━━ Document

Please note: this website is an archive of journalism, photography and some of the other endeavours of Hugh Macleod.
It is currently under construction but can still be accessed.



© Hugh Macleod

In the scrubby desert of Abu Kamal, the border crossing between Syria and Iraq is a run-down gate post. On October 26, airborne US special forces attacked a compound allegedly being used by Al-Qaeda in Iraq commander, Badran Turki Hashim al-Mazidih, also known as Abu Ghadiya.

Questions raised over Syrian complicity in US raid

Reporting by Hugh Macleod, with Marie Colvin and Uzi Mahnaimi
The Sunday Times
November 2, 2008

The 38-year-old farmer was watering his maize in the scrubby vastness of eastern Syria when four Black Hawk helicopters swooped in low over the palm trees, heading from the border with Iraq formed by the Euphrates River.

━━━━

Pick up the article on the US raid near Abu Kamal after its last sentence and keep it going.

━━ Material shown

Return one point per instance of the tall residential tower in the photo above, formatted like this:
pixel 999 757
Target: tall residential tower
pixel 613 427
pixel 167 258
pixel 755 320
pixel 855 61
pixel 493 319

━━━━

- **Output**
It was late afternoon. The light was fading and the chill of the desert winter night was setting in. The helicopters, following their leader in a disciplined arc, hovered just above the one-storey concrete and mud homes of the village of Sukariyeh before the attack began.

Two of them landed next to a ramshackle building site and uniformed men hit the ground firing. Two other helicopters gave aerial cover.

“To begin with I thought they were Syrian helicopters, but then I saw eight or nine soldiers armed to the teeth. They carried big black M16s,” said Mohammad al-Ali, the farmer. His land lies closest to the site where an American commando squad last week staged an unprecedented strike in Syrian territory.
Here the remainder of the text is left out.